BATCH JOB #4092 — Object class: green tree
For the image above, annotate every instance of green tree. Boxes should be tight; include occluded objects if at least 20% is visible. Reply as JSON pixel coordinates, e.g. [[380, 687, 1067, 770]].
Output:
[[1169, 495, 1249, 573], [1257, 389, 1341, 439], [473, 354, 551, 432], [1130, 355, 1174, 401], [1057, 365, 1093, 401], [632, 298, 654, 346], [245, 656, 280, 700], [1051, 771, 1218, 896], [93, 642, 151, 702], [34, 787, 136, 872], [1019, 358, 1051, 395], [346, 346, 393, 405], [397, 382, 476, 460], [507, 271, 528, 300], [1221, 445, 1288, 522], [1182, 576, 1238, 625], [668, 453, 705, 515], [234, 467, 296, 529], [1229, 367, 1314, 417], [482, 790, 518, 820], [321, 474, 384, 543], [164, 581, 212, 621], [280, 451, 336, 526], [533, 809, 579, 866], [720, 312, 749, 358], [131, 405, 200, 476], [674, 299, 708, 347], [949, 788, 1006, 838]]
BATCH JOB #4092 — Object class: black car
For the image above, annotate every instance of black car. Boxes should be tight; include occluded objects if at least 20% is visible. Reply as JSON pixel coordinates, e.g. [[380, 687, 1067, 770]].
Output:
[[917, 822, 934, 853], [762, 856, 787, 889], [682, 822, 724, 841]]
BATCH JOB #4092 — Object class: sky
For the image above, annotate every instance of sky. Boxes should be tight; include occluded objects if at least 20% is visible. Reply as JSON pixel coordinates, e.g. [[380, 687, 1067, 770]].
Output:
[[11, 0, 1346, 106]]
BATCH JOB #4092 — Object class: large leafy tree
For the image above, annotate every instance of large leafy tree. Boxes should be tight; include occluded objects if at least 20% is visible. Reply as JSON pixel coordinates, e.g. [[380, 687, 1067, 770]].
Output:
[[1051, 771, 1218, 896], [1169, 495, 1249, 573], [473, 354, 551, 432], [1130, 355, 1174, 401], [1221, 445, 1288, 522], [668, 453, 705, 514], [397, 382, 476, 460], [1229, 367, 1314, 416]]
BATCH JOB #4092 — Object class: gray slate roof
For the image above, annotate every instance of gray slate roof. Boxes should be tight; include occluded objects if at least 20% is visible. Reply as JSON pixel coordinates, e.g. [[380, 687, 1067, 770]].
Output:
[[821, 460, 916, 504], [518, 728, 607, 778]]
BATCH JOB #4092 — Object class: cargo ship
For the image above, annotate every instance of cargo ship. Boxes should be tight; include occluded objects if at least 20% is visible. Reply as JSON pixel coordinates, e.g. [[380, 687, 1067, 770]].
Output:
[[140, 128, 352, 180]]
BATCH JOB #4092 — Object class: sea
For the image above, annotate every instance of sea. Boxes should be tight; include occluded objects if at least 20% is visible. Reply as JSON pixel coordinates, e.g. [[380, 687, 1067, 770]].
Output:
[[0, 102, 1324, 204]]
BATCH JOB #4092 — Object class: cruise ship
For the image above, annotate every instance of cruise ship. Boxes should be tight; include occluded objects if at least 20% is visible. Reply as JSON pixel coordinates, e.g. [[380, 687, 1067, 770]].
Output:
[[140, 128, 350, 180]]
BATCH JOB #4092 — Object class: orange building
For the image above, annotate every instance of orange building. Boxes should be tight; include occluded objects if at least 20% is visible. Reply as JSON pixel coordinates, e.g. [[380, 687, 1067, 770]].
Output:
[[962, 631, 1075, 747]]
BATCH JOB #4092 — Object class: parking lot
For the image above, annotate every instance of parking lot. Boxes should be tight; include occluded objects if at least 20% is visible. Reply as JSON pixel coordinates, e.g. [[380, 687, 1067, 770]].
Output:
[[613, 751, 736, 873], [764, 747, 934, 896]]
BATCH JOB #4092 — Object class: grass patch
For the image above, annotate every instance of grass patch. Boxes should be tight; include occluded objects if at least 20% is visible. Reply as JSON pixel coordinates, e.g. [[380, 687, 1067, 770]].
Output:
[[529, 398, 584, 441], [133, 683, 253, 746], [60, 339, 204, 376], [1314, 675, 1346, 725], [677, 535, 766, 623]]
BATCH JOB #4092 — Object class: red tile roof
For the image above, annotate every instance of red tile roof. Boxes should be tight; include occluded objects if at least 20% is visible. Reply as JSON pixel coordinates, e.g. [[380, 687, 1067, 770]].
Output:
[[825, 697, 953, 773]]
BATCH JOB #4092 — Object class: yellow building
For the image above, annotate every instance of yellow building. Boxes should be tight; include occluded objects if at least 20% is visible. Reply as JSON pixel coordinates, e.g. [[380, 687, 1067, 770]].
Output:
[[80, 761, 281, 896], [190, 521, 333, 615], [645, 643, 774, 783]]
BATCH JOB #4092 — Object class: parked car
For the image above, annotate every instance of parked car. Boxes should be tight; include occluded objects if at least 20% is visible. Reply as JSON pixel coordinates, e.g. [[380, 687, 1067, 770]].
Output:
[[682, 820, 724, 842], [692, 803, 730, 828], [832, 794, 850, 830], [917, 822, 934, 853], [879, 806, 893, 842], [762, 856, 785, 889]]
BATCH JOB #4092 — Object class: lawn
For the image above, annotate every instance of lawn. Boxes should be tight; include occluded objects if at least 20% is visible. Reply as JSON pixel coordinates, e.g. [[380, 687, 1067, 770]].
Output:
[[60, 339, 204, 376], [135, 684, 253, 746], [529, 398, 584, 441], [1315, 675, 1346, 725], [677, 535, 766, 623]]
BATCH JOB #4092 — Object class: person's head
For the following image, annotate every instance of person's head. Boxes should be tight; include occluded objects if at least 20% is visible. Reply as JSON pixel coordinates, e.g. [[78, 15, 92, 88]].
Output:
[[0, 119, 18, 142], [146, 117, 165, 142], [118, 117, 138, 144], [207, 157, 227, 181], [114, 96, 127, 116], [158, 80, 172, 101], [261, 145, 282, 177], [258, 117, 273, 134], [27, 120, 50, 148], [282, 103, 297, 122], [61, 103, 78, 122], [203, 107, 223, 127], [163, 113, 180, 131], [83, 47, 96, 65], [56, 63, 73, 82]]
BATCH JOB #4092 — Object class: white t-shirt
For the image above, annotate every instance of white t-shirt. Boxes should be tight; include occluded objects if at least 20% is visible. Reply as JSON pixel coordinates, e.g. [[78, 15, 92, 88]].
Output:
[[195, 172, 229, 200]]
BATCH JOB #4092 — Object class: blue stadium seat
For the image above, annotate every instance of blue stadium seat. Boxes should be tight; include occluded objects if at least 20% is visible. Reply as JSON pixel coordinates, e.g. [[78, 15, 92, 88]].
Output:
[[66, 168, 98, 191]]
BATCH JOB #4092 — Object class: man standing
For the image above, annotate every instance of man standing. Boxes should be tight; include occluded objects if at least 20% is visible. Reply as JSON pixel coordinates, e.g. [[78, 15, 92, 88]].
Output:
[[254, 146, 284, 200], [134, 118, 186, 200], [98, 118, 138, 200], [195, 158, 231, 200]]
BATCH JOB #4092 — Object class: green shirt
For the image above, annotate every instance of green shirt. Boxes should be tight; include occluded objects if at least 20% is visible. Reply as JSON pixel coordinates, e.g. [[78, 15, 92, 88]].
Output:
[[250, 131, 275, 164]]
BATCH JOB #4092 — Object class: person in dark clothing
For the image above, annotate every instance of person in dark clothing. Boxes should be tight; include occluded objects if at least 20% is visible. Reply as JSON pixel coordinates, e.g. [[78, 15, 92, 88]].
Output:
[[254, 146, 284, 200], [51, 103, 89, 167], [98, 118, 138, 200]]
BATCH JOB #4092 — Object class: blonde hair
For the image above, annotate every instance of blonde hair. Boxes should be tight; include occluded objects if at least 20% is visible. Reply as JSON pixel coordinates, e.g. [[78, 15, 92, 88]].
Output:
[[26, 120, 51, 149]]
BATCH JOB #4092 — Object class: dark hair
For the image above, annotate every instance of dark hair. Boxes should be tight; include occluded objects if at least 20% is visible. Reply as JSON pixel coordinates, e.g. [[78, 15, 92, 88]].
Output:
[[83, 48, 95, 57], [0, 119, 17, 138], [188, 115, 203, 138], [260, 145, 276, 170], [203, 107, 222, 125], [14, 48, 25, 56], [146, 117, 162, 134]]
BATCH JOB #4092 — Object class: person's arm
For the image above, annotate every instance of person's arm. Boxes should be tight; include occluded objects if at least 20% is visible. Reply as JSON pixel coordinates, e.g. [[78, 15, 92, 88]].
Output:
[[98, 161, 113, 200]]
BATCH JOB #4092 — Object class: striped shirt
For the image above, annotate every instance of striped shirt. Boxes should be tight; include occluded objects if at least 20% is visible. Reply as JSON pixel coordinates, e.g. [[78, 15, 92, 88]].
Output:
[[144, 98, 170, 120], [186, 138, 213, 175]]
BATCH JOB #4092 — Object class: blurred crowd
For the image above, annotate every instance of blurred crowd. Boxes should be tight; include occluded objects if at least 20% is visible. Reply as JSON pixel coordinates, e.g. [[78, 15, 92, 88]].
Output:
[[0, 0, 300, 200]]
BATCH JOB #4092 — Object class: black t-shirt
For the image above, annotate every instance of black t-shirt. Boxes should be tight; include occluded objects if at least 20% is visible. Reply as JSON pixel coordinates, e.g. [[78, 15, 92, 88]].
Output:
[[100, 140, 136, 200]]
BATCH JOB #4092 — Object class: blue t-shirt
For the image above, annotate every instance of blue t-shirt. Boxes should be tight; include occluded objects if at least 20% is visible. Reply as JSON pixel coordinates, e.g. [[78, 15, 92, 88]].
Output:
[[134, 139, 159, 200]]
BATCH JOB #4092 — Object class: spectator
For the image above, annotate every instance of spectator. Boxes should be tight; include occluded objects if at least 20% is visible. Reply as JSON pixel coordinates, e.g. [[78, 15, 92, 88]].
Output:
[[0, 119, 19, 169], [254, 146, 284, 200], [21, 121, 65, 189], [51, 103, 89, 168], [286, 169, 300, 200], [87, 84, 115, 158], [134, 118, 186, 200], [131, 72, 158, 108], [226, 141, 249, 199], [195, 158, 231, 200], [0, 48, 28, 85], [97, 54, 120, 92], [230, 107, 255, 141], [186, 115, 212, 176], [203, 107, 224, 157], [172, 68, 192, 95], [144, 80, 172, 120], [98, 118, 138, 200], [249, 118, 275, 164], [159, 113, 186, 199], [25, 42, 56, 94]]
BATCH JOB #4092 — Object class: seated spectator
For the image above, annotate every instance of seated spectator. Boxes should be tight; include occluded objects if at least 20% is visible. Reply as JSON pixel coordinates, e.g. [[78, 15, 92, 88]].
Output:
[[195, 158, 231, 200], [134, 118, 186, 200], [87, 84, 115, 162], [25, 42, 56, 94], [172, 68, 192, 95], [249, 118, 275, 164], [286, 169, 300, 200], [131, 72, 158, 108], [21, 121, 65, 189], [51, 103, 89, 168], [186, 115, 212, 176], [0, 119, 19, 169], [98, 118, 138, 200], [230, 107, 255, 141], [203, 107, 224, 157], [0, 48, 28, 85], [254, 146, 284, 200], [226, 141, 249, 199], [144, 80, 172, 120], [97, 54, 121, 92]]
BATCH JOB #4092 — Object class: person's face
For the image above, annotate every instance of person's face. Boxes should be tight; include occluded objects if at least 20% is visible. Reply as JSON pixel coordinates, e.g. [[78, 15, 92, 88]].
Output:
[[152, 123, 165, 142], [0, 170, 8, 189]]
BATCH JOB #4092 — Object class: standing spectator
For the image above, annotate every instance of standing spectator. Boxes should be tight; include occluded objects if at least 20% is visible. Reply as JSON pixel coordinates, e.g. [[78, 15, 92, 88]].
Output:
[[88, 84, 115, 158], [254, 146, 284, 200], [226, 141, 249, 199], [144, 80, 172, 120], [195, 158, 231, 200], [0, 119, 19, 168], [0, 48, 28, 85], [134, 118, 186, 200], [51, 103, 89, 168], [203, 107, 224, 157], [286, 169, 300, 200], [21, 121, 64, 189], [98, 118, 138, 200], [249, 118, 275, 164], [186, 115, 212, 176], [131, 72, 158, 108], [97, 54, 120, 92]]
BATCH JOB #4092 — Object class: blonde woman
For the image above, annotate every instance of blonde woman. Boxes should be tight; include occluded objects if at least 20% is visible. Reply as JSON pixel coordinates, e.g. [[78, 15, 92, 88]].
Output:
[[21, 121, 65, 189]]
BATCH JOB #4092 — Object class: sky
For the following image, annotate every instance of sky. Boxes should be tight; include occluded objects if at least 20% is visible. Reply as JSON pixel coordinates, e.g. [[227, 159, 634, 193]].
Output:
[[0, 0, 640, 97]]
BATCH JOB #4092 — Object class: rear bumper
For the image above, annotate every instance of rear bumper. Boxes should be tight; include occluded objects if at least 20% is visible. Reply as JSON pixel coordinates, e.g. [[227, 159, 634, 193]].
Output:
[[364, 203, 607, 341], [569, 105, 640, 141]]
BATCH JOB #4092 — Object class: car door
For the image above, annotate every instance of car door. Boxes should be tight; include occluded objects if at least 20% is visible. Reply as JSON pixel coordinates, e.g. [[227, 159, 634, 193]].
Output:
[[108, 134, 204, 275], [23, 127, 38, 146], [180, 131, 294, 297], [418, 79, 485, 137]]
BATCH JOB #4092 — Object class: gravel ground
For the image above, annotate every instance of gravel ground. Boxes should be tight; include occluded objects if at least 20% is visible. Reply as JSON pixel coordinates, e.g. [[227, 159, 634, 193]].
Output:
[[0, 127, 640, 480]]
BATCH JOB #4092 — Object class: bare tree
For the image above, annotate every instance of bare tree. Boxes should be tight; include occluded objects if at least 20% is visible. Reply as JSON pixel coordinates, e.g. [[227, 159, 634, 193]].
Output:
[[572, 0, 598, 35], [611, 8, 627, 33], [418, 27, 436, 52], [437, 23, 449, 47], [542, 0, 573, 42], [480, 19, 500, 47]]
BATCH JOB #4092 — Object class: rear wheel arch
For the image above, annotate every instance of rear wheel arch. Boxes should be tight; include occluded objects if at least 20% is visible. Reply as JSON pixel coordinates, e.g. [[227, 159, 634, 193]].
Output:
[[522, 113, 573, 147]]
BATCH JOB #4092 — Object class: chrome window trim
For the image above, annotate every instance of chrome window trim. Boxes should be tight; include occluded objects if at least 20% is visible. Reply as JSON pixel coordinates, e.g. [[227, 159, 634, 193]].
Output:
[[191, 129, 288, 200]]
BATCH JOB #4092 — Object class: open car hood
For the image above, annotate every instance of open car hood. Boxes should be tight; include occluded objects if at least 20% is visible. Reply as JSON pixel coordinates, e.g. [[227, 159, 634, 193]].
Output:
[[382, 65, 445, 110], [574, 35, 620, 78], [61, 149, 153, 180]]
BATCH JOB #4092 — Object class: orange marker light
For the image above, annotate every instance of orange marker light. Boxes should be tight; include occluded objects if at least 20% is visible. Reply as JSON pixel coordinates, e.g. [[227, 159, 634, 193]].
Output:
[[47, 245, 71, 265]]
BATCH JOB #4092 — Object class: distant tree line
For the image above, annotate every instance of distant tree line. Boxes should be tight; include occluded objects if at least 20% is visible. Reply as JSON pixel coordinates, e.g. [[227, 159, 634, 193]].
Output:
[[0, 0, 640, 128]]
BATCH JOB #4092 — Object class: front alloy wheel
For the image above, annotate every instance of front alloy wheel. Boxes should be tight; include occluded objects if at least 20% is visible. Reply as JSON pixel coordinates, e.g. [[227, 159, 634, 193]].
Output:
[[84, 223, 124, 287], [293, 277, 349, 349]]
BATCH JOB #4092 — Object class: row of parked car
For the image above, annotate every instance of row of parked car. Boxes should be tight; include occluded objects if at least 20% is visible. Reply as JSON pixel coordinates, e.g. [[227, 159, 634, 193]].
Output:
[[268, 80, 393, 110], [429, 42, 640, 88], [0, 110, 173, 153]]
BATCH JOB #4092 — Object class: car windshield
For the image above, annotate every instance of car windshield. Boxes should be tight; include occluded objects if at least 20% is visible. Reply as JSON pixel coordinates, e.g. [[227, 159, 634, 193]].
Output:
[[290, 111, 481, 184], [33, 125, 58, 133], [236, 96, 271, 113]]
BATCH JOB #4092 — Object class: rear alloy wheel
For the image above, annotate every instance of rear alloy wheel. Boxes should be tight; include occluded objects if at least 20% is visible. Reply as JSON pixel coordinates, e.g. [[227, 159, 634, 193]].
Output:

■ WORK TO DO:
Recast the rows as a two-column CSV with the headers instruction and output, starting with the line with "BATCH JOB #4092 — Object class: blue stadium" and going on through the line with "[[66, 168, 98, 191]]". Give one line per row, with the row's text and its answer each in a single quoted field and any line breaks turned into spaces.

■ SOLUTION TO THE EXERCISE:
instruction,output
"BATCH JOB #4092 — Object class: blue stadium seat For the image above, annotate every instance of blue stadium seat. Boxes should be tight; include occluded objects if at least 20% is visible. Reply as JSON pixel coordinates, e.g. [[78, 15, 92, 88]]. Output:","[[66, 168, 98, 191]]"